Indem du den Begriff "Stammeskrieger" im Zusammenhang mit Hannibals Armee verwendest machst du zu Recht deutlich, welch großen Anteil an seinen Erfolgen der Zuzug eher lokaler Kräfte im Laufe des Krieges für ihn hatte.
Der Begriff Stammeskrieger bezog sich vor allem auf die Truppen, mit denen Hannibal nach Italien gekommen ist und auf die Keltischen Truppen aus der Po Ebene.
Die Italischen Truppen die sich ihm anschlossen waren meistens selbst Milizen, wie die Milizen Roms auch. Die Stadt Capua war beispielsweise zur Zeit ihres Übertritts zu Hannibal die zweitgrößte Stadt in Italien und deutlich zivilisierter als das noch überwiegend bäuerlich - militaristische Rom. Die Truppen Capuas waren keine Stammeskrieger, die vielen Truppen die sich Hannibal in Süditalien anschlossen waren:
Milizen!
Es ist ohnehin die Frage, inwieweit nicht Hannibals Erfolge in Italien in Wahrheit eine Aufstandsbewegung gegen Rom waren. Dies auch schon vor Cannae!
Die Römer hatten dann natürlich nachher kein Interesse daran, diesen weitgehenden Abfall ihrer Verbündeten in Italien als solchen in der Geschichte zu verewigen, vor allem aus politischen Gründen, den auch noch nach Hannibal gab es regelmässig Wiederstandsbewegungen gegen Rom. Daher wurde in den Geschichtsbüchern betont Hannibals Heer als fremder Eindringling nach Italien beschrieben.

Extrahiertes Material:
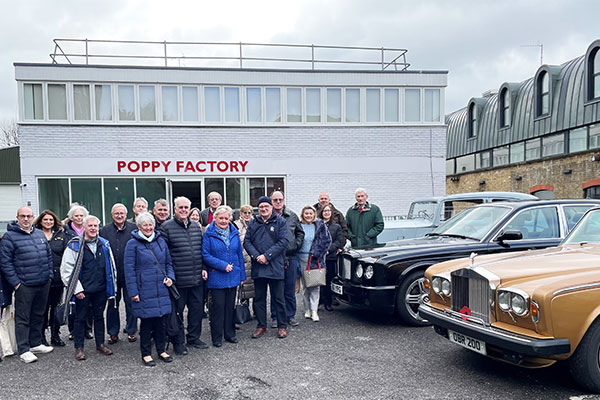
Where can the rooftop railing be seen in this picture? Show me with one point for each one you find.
(227, 55)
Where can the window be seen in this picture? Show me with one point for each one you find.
(81, 103)
(553, 145)
(504, 108)
(432, 105)
(273, 105)
(253, 105)
(147, 96)
(352, 105)
(103, 102)
(412, 105)
(294, 105)
(543, 94)
(126, 103)
(57, 102)
(34, 105)
(313, 105)
(334, 105)
(232, 104)
(169, 103)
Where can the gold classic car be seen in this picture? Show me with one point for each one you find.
(529, 308)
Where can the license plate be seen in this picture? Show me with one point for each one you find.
(337, 289)
(467, 342)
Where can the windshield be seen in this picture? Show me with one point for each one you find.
(422, 209)
(473, 223)
(587, 230)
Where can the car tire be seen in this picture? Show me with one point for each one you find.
(407, 299)
(584, 364)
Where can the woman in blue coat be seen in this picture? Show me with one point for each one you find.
(148, 273)
(222, 254)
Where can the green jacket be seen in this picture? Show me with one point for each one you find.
(365, 226)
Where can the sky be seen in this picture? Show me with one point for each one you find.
(481, 43)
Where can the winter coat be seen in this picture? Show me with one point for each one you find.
(269, 238)
(144, 277)
(365, 226)
(118, 239)
(217, 255)
(185, 246)
(248, 286)
(25, 257)
(337, 239)
(58, 243)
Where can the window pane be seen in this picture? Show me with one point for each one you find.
(392, 105)
(88, 193)
(412, 105)
(334, 105)
(294, 105)
(57, 102)
(54, 195)
(32, 96)
(103, 102)
(352, 105)
(273, 103)
(554, 144)
(82, 102)
(313, 105)
(517, 152)
(432, 105)
(373, 105)
(212, 104)
(126, 103)
(147, 103)
(577, 140)
(189, 99)
(118, 190)
(232, 105)
(169, 100)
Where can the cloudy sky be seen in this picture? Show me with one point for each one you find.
(482, 43)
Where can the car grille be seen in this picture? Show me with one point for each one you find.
(469, 289)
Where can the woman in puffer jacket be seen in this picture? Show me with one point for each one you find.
(148, 274)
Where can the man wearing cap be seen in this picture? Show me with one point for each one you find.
(266, 241)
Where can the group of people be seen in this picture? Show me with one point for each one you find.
(161, 266)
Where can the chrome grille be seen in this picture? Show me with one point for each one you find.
(473, 291)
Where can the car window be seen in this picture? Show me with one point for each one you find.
(536, 223)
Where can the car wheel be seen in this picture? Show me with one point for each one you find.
(408, 298)
(584, 364)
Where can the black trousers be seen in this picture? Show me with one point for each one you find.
(152, 328)
(260, 301)
(30, 304)
(222, 310)
(193, 298)
(96, 303)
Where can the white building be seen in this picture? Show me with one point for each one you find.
(98, 134)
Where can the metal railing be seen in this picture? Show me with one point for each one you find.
(236, 55)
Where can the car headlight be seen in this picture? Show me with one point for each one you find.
(369, 271)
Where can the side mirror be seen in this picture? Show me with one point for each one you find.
(510, 235)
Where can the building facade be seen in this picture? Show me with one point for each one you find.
(540, 136)
(100, 134)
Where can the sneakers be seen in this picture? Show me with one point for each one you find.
(28, 357)
(41, 349)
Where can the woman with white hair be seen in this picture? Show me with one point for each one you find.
(148, 274)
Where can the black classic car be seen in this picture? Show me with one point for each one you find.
(389, 278)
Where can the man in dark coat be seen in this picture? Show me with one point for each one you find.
(184, 238)
(26, 262)
(118, 234)
(266, 241)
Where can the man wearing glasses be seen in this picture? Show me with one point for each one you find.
(26, 261)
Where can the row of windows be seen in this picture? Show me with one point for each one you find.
(129, 103)
(99, 194)
(573, 141)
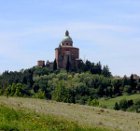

Aufgabe A: Erläutern Sie in ein bis drei Sätzen, weshalb Hannibals Heer laut dem Text über Hannibals Heer in den Geschichtsbüchern als fremder Eindringling beschrieben wurde.
Aufgabe B: Schreiben Sie aus dem Text über Hannibals Heer den Abschnitt von „Es ist ohnehin“ bis einschließlich „schon vor Cannae!“ wortgetreu ab.
Die Datensätze werden für die Bearbeitung nicht benötigt.

Vollständige Antwort A: Die Römer hatten kein Interesse daran, den weitgehenden Abfall ihrer Verbündeten in Italien als solchen in der Geschichte zu verewigen. Dafür gab es vor allem politische Gründe, denn auch nach Hannibal kam es regelmäßig zu Widerstandsbewegungen gegen Rom. Deshalb wurde sein Heer betont als fremder Eindringling dargestellt.

Vollständige Antwort B:
Es ist ohnehin die Frage, inwieweit nicht Hannibals Erfolge in Italien in Wahrheit eine Aufstandsbewegung gegen Rom waren. Dies auch schon vor Cannae!